▸ **Texto de la página**:

El intento del escolasticismo cristiano era reconciliar, hasta donde fuera posible, la razón y la revelación, si bien dando primacía a esta última. Desgraciadamente, tras una etapa de esplendor, el escolasticismo acabaría estrangulado por su propia fuerza, el razonamiento, y por cuestiones pueriles y disputas académicas sobre asuntos que nada tenían que ver con la realidad.
Una de las piedras angulares del escolasticismo fueron las palabras contingente y contingencia, vocablos repletos de significado filosófico y teológico y que moldearon buena parte de la enseñanza de aquel tiempo. Expresiones como
´cosas contingentes´ o
´seres contingentes´ aparecen una y otra vez en los escritos de los escolásticos. Una definición de contingente podría ser la siguiente: Todo aquello que existe pero podría no existir o que no existe pero podría existir; es decir, la contingencia es la condición esencial de todas las criaturas, pues ellas, por sí mismas, son incapaces de venir a la existencia o de mantenerse en ella por sí mismas. Si han venido a la existencia es porque la han recibido de otro y si continúan en ella es también gracias a otro. Sinónimos de ser contingente serían ser participado, ser finito, ser causado, ser dependiente, ser relativo, ser condicionado, ser mudable, etc. En contraposición a los seres contingentes está el ser necesario, es decir, aquel ser cuya existencia no es relativa ni por participación, sino absoluta y que la posee en sí mismo; por supuesto sólo hay un ser necesario y no contingente y ese ser es Dios, siendo todos los demás: ángeles, seres humanos, criaturas animadas e inanimadas, seres contingentes. La base bíblica de esto procede de
Éxodo 3:14, donde Dios se da a conocer en la expresión
´Yo soy el que soy´, o, en otras palabras, el ser que existe por sí mismo.

(Filas de un conjunto de datos sobre la ubicación de objetos)
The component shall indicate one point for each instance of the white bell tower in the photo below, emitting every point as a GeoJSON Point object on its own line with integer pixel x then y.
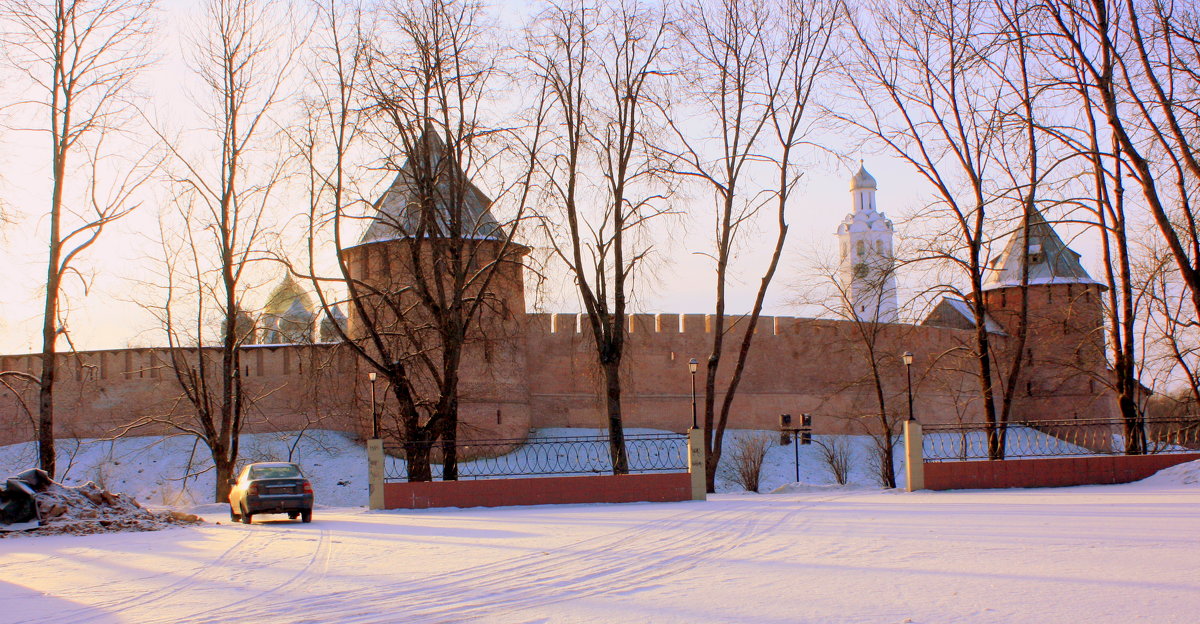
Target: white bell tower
{"type": "Point", "coordinates": [867, 271]}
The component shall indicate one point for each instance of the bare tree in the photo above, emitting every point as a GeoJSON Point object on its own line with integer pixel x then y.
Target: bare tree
{"type": "Point", "coordinates": [425, 94]}
{"type": "Point", "coordinates": [81, 58]}
{"type": "Point", "coordinates": [871, 349]}
{"type": "Point", "coordinates": [598, 66]}
{"type": "Point", "coordinates": [945, 88]}
{"type": "Point", "coordinates": [226, 178]}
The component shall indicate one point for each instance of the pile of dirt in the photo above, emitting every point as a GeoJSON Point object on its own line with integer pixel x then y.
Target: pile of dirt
{"type": "Point", "coordinates": [89, 509]}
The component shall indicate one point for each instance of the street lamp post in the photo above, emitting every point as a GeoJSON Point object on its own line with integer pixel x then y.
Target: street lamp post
{"type": "Point", "coordinates": [691, 366]}
{"type": "Point", "coordinates": [375, 415]}
{"type": "Point", "coordinates": [907, 370]}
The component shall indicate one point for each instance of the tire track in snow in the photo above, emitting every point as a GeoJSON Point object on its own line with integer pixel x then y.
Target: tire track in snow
{"type": "Point", "coordinates": [342, 605]}
{"type": "Point", "coordinates": [316, 569]}
{"type": "Point", "coordinates": [103, 611]}
{"type": "Point", "coordinates": [611, 563]}
{"type": "Point", "coordinates": [611, 573]}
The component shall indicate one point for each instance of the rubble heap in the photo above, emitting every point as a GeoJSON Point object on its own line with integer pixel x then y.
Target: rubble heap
{"type": "Point", "coordinates": [77, 510]}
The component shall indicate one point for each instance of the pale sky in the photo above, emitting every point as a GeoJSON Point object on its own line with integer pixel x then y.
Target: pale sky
{"type": "Point", "coordinates": [127, 256]}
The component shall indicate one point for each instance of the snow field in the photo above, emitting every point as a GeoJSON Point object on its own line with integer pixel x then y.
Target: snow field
{"type": "Point", "coordinates": [828, 555]}
{"type": "Point", "coordinates": [177, 472]}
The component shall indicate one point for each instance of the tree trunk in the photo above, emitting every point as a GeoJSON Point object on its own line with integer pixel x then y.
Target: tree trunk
{"type": "Point", "coordinates": [612, 408]}
{"type": "Point", "coordinates": [225, 467]}
{"type": "Point", "coordinates": [417, 454]}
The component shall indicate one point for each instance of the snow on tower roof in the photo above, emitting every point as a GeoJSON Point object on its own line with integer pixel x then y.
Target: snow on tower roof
{"type": "Point", "coordinates": [1051, 262]}
{"type": "Point", "coordinates": [862, 179]}
{"type": "Point", "coordinates": [399, 214]}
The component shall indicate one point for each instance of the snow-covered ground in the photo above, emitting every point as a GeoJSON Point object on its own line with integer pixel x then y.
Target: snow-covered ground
{"type": "Point", "coordinates": [814, 552]}
{"type": "Point", "coordinates": [177, 471]}
{"type": "Point", "coordinates": [1096, 555]}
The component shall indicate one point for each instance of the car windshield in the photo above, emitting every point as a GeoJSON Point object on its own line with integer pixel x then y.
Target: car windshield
{"type": "Point", "coordinates": [274, 472]}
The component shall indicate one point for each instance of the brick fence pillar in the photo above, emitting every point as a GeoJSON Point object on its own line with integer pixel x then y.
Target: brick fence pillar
{"type": "Point", "coordinates": [375, 472]}
{"type": "Point", "coordinates": [913, 457]}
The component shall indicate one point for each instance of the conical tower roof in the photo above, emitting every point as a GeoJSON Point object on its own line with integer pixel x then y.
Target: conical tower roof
{"type": "Point", "coordinates": [1051, 262]}
{"type": "Point", "coordinates": [862, 179]}
{"type": "Point", "coordinates": [286, 297]}
{"type": "Point", "coordinates": [399, 211]}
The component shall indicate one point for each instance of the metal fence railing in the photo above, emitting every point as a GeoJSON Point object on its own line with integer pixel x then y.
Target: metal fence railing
{"type": "Point", "coordinates": [1059, 438]}
{"type": "Point", "coordinates": [561, 456]}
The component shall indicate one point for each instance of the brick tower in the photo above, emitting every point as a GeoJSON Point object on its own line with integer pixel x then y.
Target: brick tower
{"type": "Point", "coordinates": [429, 219]}
{"type": "Point", "coordinates": [1063, 371]}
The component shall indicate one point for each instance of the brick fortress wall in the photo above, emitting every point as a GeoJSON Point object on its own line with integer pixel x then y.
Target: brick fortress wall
{"type": "Point", "coordinates": [797, 365]}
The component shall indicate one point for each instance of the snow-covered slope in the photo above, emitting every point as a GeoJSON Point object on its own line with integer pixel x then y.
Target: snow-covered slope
{"type": "Point", "coordinates": [177, 471]}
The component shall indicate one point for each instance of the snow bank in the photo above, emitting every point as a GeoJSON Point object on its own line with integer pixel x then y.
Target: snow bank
{"type": "Point", "coordinates": [88, 509]}
{"type": "Point", "coordinates": [177, 472]}
{"type": "Point", "coordinates": [1186, 474]}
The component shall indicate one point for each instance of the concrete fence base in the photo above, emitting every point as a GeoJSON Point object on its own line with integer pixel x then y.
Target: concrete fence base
{"type": "Point", "coordinates": [1051, 472]}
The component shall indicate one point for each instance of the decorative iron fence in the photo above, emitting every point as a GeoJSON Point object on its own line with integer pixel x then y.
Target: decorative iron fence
{"type": "Point", "coordinates": [1059, 438]}
{"type": "Point", "coordinates": [567, 456]}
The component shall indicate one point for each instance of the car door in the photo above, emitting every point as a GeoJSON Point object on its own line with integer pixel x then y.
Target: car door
{"type": "Point", "coordinates": [238, 491]}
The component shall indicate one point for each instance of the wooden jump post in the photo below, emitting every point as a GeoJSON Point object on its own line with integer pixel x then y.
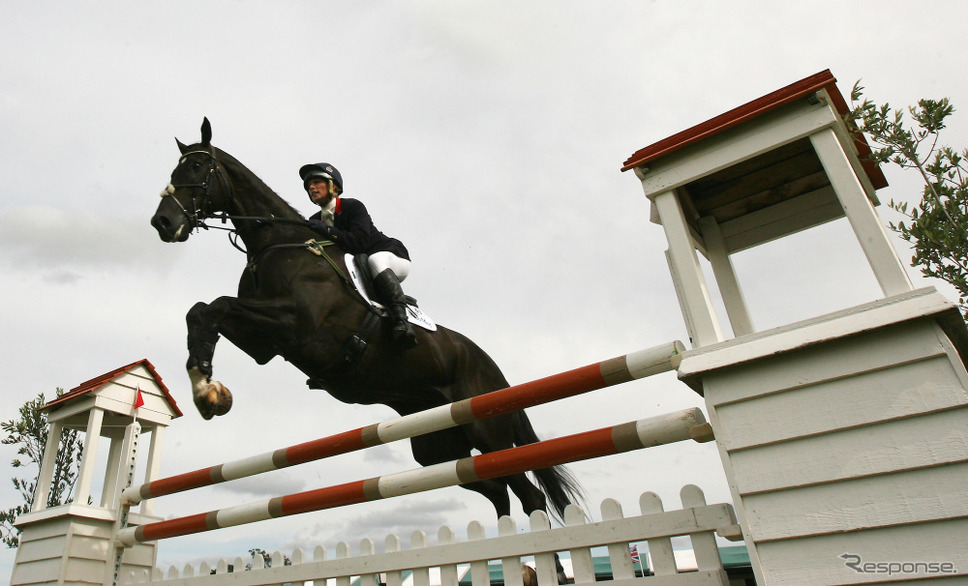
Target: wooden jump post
{"type": "Point", "coordinates": [588, 378]}
{"type": "Point", "coordinates": [659, 430]}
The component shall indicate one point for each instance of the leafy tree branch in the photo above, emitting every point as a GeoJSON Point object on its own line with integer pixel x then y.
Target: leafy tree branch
{"type": "Point", "coordinates": [935, 226]}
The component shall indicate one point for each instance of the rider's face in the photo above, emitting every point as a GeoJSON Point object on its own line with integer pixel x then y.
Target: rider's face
{"type": "Point", "coordinates": [319, 192]}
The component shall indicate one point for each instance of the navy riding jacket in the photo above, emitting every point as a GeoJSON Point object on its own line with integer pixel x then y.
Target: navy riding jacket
{"type": "Point", "coordinates": [354, 232]}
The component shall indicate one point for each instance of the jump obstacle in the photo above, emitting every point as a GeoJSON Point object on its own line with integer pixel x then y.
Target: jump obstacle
{"type": "Point", "coordinates": [592, 377]}
{"type": "Point", "coordinates": [700, 520]}
{"type": "Point", "coordinates": [678, 426]}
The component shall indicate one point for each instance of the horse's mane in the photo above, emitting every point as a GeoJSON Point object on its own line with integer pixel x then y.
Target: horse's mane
{"type": "Point", "coordinates": [244, 178]}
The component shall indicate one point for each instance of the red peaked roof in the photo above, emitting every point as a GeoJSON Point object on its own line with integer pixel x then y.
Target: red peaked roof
{"type": "Point", "coordinates": [98, 382]}
{"type": "Point", "coordinates": [751, 110]}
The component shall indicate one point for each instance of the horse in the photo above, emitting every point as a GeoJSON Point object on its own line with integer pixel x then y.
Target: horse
{"type": "Point", "coordinates": [297, 304]}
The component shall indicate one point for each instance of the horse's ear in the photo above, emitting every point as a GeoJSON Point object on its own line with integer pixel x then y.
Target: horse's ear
{"type": "Point", "coordinates": [206, 132]}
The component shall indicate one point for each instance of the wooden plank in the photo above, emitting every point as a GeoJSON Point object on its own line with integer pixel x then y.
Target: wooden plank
{"type": "Point", "coordinates": [622, 531]}
{"type": "Point", "coordinates": [860, 212]}
{"type": "Point", "coordinates": [871, 397]}
{"type": "Point", "coordinates": [828, 339]}
{"type": "Point", "coordinates": [715, 154]}
{"type": "Point", "coordinates": [817, 560]}
{"type": "Point", "coordinates": [904, 444]}
{"type": "Point", "coordinates": [915, 496]}
{"type": "Point", "coordinates": [39, 550]}
{"type": "Point", "coordinates": [766, 172]}
{"type": "Point", "coordinates": [782, 219]}
{"type": "Point", "coordinates": [694, 294]}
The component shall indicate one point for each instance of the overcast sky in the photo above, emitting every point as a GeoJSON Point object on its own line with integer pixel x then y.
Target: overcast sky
{"type": "Point", "coordinates": [488, 136]}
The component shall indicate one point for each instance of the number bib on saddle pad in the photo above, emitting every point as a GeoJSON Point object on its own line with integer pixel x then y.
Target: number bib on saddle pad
{"type": "Point", "coordinates": [414, 314]}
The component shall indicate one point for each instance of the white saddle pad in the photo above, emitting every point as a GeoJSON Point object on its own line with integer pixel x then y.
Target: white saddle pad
{"type": "Point", "coordinates": [415, 315]}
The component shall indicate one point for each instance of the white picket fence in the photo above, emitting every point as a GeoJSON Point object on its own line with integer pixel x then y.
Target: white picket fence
{"type": "Point", "coordinates": [654, 527]}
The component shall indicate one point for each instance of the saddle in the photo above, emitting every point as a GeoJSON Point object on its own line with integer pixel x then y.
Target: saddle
{"type": "Point", "coordinates": [357, 267]}
{"type": "Point", "coordinates": [345, 361]}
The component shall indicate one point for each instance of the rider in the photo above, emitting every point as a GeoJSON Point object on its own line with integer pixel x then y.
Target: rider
{"type": "Point", "coordinates": [346, 222]}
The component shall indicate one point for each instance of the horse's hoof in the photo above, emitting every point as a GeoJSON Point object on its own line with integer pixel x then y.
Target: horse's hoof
{"type": "Point", "coordinates": [223, 398]}
{"type": "Point", "coordinates": [214, 399]}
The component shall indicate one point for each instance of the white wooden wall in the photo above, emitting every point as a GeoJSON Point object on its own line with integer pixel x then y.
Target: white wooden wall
{"type": "Point", "coordinates": [615, 531]}
{"type": "Point", "coordinates": [845, 444]}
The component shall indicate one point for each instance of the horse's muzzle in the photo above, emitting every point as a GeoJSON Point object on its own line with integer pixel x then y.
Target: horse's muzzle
{"type": "Point", "coordinates": [171, 230]}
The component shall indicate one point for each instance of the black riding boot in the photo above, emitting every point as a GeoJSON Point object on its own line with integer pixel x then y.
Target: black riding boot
{"type": "Point", "coordinates": [388, 287]}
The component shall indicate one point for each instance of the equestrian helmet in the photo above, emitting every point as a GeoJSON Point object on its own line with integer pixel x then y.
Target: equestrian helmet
{"type": "Point", "coordinates": [324, 170]}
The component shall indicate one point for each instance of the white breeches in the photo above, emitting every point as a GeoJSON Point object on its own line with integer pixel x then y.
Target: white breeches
{"type": "Point", "coordinates": [383, 260]}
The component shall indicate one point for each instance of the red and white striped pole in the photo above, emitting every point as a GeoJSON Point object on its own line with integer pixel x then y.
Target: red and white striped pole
{"type": "Point", "coordinates": [659, 430]}
{"type": "Point", "coordinates": [573, 382]}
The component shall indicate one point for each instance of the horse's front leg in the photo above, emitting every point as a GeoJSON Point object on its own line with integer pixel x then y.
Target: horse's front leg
{"type": "Point", "coordinates": [211, 397]}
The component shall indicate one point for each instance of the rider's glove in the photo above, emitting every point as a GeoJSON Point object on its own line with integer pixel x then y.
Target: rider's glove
{"type": "Point", "coordinates": [321, 227]}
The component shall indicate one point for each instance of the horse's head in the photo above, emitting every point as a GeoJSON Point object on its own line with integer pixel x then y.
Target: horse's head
{"type": "Point", "coordinates": [198, 188]}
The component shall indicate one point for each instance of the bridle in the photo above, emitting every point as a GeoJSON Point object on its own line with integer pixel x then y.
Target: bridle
{"type": "Point", "coordinates": [200, 208]}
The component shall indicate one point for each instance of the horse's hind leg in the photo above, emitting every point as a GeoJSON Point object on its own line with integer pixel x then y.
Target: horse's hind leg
{"type": "Point", "coordinates": [452, 444]}
{"type": "Point", "coordinates": [531, 497]}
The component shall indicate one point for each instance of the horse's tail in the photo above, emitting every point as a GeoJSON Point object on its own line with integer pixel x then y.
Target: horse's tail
{"type": "Point", "coordinates": [557, 482]}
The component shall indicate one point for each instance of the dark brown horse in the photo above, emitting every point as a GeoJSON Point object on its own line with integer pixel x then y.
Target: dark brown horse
{"type": "Point", "coordinates": [296, 304]}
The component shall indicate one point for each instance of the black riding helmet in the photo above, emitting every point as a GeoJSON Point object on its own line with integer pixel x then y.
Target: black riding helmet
{"type": "Point", "coordinates": [324, 170]}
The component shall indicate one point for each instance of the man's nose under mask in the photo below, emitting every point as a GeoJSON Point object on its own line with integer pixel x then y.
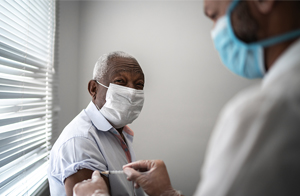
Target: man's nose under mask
{"type": "Point", "coordinates": [123, 104]}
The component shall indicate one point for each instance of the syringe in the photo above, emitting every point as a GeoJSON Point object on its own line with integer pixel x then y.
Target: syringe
{"type": "Point", "coordinates": [112, 172]}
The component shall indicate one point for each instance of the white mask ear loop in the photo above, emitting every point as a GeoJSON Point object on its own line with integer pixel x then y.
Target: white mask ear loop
{"type": "Point", "coordinates": [101, 84]}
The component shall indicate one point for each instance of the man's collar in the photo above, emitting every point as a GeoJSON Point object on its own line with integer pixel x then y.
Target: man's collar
{"type": "Point", "coordinates": [289, 59]}
{"type": "Point", "coordinates": [97, 118]}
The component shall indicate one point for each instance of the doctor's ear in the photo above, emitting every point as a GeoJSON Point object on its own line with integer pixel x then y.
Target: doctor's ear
{"type": "Point", "coordinates": [93, 88]}
{"type": "Point", "coordinates": [264, 6]}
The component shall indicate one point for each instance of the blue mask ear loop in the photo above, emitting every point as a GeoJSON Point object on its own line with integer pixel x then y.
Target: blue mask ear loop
{"type": "Point", "coordinates": [264, 43]}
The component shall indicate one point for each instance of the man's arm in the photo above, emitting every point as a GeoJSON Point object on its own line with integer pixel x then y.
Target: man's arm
{"type": "Point", "coordinates": [92, 187]}
{"type": "Point", "coordinates": [79, 176]}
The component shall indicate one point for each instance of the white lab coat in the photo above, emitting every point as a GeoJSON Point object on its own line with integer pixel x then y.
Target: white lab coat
{"type": "Point", "coordinates": [255, 147]}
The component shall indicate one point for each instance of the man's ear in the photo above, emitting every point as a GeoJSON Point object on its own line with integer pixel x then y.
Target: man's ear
{"type": "Point", "coordinates": [264, 6]}
{"type": "Point", "coordinates": [93, 88]}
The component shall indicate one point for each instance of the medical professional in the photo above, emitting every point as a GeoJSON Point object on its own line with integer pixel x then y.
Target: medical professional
{"type": "Point", "coordinates": [255, 146]}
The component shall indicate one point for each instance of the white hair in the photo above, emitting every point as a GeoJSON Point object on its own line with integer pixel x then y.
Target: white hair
{"type": "Point", "coordinates": [101, 65]}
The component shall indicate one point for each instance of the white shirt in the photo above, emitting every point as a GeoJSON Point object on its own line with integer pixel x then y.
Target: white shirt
{"type": "Point", "coordinates": [89, 142]}
{"type": "Point", "coordinates": [255, 147]}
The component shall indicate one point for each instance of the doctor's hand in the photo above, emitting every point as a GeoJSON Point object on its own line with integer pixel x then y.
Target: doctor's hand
{"type": "Point", "coordinates": [91, 187]}
{"type": "Point", "coordinates": [153, 177]}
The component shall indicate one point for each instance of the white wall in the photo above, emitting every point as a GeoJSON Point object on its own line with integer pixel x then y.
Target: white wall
{"type": "Point", "coordinates": [67, 47]}
{"type": "Point", "coordinates": [186, 84]}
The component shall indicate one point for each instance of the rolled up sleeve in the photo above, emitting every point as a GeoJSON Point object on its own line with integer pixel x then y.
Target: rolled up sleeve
{"type": "Point", "coordinates": [78, 153]}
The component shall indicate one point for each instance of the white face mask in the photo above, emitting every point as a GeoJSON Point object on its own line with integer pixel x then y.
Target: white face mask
{"type": "Point", "coordinates": [123, 104]}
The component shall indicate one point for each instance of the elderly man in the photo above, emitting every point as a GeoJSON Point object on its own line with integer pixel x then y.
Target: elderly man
{"type": "Point", "coordinates": [255, 147]}
{"type": "Point", "coordinates": [99, 138]}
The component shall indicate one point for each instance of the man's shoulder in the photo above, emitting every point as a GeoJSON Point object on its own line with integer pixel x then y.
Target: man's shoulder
{"type": "Point", "coordinates": [79, 128]}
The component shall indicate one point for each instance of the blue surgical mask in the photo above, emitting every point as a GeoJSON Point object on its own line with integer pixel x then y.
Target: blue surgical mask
{"type": "Point", "coordinates": [246, 60]}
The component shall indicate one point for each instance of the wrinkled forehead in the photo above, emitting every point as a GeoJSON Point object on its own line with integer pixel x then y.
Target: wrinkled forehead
{"type": "Point", "coordinates": [117, 65]}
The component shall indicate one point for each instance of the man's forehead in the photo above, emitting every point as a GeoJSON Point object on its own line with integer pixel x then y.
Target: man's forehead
{"type": "Point", "coordinates": [119, 65]}
{"type": "Point", "coordinates": [213, 5]}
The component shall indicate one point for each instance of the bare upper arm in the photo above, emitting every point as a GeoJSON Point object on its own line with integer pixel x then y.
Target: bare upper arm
{"type": "Point", "coordinates": [79, 176]}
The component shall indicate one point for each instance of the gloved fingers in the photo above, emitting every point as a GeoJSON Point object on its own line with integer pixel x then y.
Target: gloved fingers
{"type": "Point", "coordinates": [136, 185]}
{"type": "Point", "coordinates": [131, 174]}
{"type": "Point", "coordinates": [96, 175]}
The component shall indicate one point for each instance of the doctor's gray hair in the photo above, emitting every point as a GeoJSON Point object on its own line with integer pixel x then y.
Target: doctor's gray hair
{"type": "Point", "coordinates": [101, 65]}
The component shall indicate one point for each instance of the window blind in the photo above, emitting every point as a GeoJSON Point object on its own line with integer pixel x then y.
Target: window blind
{"type": "Point", "coordinates": [27, 29]}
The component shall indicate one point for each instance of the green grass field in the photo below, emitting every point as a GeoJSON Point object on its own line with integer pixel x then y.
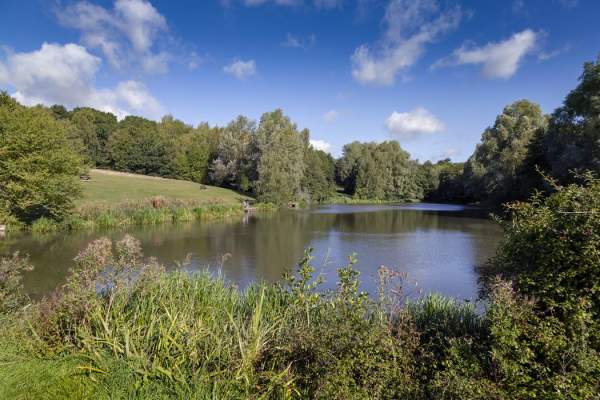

▸ **Ejercicios propuestos**:
• A. Reproduce el fragmento del texto sobre el escolasticismo que va de "El intento del" a "con la realidad.".
• B. Según el texto sobre el escolasticismo, ¿en qué pasaje bíblico se basa la idea del ser necesario?
• C. Retoma el texto sobre el escolasticismo a partir de su última oración y prosigue su redacción.
Las filas no guardan relación alguna con el texto sobre el escolasticismo.

▸ **Respuestas**:
• A.
El intento del escolasticismo cristiano era reconciliar, hasta donde fuera posible, la razón y la revelación, si bien dando primacía a esta última. Desgraciadamente, tras una etapa de esplendor, el escolasticismo acabaría estrangulado por su propia fuerza, el razonamiento, y por cuestiones pueriles y disputas académicas sobre asuntos que nada tenían que ver con la realidad.

• B. En Éxodo 3:14, donde Dios se da a conocer con la expresión «Yo soy el que soy».

• C.
Toda esta enseñanza tenía grandes repercusiones para la vida cotidiana, porque enseñaba a los seres humanos cuál es el verdadero estado de cosas, al poner en su sitio a las criaturas ante el Creador. El hombre, aun con toda su dignidad, logros, dones, etc. no es más que un ser que le debe todo, empezando por la existencia, a su Hacedor, lo cual tiene enormes repercusiones. Su actitud hacia Dios, ha de ser por consiguiente de reconocimiento, gratitud, dependencia y obediencia, siendo Dios verdaderamente el origen y el fin de la existencia humana.
Toda esta enseñanza teológica sobre la dependencia humana estaba además corroborada por la experiencia cotidiana de la volatilidad de la vida: guerras, pestes, hambres y una media de vida corta, eran los terribles pero habituales compañeros de viaje que venían, con espanto, a decir lo mismo que decían los escolásticos de forma más soportable con su pluma, esto es, que las cosas humanas, por su misma constitución, son contingentes.
Desgraciadamente en Europa se fue perdiendo, a partir del siglo XVIII, no sólo la palabra, que a fin de cuentas es lo de menos, sino la conciencia de nuestra contingencia, de nuestra limitación y dependencia. La ciencia, la máquina y la técnica nos hicieron creer, con sus logros, que habíamos ya salido de la edad de la dependencia para entrar en la de la emancipación.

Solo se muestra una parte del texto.